Starting with the line that contains "of the overcast", copy every line through the end of the data below, exactly and with nothing added.

# Stored data entries
** begin **

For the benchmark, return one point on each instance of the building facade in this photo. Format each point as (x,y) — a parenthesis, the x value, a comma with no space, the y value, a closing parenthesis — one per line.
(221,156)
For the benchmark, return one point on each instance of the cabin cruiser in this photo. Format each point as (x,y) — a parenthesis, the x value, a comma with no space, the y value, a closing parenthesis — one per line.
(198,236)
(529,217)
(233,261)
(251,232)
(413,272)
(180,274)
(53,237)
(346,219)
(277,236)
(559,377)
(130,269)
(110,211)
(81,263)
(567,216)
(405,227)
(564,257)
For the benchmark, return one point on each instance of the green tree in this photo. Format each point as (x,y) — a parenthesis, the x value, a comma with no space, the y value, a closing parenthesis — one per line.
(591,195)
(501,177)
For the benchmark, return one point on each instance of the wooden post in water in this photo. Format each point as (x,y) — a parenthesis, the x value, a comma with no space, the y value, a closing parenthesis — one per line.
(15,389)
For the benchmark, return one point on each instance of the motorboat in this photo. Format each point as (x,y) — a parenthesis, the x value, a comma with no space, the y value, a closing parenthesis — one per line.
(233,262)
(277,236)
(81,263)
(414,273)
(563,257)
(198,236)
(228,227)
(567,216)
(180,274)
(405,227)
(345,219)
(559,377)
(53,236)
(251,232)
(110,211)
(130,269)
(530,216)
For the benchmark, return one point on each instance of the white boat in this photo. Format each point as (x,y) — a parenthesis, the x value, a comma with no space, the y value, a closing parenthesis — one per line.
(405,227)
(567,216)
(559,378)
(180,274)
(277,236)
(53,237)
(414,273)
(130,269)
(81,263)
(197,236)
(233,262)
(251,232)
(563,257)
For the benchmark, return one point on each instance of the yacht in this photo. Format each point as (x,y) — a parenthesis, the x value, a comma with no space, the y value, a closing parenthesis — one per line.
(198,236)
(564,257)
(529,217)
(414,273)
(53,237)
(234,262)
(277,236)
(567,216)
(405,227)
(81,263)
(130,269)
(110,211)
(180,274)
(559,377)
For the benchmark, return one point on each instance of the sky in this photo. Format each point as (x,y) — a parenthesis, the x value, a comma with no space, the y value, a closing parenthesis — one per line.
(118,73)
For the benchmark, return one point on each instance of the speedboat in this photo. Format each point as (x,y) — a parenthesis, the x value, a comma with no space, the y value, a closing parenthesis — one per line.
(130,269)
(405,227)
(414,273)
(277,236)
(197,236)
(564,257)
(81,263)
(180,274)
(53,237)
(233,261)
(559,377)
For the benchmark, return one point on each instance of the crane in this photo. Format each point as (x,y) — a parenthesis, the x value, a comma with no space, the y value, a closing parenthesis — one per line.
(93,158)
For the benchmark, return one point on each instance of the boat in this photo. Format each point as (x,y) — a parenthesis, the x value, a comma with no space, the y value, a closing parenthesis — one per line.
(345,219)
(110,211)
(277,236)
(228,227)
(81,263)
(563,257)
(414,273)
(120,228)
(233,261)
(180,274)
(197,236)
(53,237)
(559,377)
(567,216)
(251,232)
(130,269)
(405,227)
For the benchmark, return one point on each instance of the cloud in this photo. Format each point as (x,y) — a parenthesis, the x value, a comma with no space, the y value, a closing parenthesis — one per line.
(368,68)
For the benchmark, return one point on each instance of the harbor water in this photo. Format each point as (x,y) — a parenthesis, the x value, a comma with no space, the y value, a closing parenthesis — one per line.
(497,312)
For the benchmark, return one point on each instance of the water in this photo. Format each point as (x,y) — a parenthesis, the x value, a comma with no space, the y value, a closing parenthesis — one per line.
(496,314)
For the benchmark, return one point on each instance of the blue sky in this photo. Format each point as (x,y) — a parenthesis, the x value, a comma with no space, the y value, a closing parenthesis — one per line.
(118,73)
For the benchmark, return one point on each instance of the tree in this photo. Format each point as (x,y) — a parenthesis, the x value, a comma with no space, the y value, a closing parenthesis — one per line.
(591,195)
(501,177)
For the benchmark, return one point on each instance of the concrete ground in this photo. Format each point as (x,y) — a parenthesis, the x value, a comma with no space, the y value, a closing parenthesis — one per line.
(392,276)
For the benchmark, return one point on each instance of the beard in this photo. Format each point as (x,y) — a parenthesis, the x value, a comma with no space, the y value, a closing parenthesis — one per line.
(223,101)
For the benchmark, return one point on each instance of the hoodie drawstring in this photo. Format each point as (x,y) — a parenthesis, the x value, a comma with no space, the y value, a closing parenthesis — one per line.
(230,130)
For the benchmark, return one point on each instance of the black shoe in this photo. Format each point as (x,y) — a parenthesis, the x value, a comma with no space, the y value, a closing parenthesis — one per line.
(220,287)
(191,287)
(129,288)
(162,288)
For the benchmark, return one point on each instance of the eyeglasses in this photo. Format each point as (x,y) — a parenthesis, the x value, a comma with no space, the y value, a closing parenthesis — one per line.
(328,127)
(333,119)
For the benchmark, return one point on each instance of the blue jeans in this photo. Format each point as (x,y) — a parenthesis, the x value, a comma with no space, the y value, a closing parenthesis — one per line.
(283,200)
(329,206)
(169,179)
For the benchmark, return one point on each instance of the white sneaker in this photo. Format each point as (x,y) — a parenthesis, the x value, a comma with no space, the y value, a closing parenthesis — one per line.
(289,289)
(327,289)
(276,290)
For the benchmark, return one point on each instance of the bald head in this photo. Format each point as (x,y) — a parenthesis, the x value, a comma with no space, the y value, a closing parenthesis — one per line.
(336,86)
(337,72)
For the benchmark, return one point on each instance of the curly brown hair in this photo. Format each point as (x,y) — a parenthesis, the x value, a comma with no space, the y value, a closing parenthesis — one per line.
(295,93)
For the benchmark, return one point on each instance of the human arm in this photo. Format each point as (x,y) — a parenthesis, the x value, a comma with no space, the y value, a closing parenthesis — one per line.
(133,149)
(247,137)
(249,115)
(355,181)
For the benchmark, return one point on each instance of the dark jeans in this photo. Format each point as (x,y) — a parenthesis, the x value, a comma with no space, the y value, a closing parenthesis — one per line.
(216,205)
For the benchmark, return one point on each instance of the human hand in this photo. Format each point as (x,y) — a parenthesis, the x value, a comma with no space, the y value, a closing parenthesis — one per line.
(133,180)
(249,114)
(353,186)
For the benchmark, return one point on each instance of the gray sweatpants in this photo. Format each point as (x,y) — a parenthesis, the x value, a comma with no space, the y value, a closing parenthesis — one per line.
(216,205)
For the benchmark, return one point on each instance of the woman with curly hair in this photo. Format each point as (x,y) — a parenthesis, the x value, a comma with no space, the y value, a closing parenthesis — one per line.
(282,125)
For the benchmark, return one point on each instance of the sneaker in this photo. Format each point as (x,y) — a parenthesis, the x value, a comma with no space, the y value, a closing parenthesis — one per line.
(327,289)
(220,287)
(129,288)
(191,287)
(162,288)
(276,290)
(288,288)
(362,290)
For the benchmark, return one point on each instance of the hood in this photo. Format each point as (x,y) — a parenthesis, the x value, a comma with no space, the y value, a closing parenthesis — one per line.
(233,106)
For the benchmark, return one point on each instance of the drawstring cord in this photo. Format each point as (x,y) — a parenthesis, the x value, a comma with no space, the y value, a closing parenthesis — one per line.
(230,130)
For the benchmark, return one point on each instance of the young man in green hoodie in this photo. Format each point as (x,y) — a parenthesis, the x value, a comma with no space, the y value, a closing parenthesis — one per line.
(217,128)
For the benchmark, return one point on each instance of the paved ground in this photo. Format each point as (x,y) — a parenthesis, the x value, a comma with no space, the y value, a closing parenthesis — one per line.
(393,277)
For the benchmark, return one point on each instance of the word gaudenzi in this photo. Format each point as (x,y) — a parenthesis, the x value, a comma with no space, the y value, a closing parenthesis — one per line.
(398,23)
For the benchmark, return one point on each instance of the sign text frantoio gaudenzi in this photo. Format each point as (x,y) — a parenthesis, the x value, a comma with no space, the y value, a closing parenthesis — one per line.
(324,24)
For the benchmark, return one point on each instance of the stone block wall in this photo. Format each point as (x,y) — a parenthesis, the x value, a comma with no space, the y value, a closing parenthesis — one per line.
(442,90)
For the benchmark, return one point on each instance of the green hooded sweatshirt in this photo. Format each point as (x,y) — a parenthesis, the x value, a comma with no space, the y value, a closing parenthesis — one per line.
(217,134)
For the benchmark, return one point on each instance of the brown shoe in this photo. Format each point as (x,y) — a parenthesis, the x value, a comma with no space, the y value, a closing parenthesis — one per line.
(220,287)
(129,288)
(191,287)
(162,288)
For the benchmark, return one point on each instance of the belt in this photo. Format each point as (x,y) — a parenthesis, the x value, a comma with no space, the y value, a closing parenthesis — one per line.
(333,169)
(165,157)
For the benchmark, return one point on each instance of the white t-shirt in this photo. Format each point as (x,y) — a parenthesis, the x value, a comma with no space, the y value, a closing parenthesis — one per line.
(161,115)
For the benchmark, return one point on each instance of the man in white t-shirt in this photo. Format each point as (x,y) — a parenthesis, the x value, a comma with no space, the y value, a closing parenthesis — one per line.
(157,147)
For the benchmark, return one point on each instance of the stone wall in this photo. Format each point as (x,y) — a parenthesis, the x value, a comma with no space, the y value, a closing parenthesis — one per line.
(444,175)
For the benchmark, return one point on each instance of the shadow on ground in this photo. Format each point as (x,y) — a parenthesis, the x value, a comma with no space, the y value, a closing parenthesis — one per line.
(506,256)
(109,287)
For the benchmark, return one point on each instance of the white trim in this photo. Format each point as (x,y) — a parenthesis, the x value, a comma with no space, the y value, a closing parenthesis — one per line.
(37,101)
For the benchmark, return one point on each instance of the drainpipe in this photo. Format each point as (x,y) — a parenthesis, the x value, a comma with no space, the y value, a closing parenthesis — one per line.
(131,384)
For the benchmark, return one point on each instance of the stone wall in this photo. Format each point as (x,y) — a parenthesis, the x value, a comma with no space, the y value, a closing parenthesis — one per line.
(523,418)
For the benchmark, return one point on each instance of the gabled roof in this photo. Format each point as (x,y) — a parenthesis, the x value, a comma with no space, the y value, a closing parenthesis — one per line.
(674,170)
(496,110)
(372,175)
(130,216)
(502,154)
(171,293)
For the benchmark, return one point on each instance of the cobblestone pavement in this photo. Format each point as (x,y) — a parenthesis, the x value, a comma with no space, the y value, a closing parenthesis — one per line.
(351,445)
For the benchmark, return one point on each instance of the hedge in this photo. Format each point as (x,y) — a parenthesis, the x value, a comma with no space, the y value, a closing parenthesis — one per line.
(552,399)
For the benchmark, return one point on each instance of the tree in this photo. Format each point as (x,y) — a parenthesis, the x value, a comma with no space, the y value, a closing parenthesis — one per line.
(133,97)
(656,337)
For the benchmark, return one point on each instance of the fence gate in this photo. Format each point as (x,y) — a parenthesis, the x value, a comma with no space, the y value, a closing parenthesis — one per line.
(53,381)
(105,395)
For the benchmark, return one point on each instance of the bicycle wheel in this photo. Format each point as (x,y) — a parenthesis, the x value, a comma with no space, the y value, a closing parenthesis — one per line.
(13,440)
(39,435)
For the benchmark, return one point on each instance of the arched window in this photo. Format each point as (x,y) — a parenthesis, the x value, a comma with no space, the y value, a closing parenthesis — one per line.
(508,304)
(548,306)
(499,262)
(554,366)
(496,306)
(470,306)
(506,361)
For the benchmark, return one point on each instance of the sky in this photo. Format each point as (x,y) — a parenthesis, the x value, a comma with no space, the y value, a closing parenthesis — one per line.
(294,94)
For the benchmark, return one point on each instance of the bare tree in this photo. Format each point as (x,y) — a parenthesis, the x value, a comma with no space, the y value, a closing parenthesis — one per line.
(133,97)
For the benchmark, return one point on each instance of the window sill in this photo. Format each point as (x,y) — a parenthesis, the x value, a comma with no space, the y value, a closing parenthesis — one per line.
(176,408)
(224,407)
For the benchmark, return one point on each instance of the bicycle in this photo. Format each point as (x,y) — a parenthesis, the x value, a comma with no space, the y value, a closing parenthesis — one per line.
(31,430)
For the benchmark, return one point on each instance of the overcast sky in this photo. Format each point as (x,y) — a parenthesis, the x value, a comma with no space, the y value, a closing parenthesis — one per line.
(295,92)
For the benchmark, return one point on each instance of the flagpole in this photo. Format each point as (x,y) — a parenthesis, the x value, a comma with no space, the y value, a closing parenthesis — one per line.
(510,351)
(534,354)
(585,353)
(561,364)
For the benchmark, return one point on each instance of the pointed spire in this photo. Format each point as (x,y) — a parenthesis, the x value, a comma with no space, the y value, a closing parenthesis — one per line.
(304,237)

** end **

# ANSWER TO THE PROBLEM
For the benchmark, return one point on each instance of the overcast sky in this photo. Format each point as (x,y) — a parenthesis, the x value, a comma with no space, the y value, a closing parenthesis — one per line.
(295,92)
For the benchmark, return one point on each instance of the flagpole in this photo. Format each point as (x,y) — a parenthesis, the x value, a comma with no space, the y value, a closing parenthesis — one per line.
(510,351)
(534,354)
(585,353)
(561,364)
For the benchmark, return one point on each instance of the pointed spire in this photo. Format each point as (x,y) — a parenthesis, the x value, a comma with no space, the y value, a closing parenthesis — one per line.
(304,237)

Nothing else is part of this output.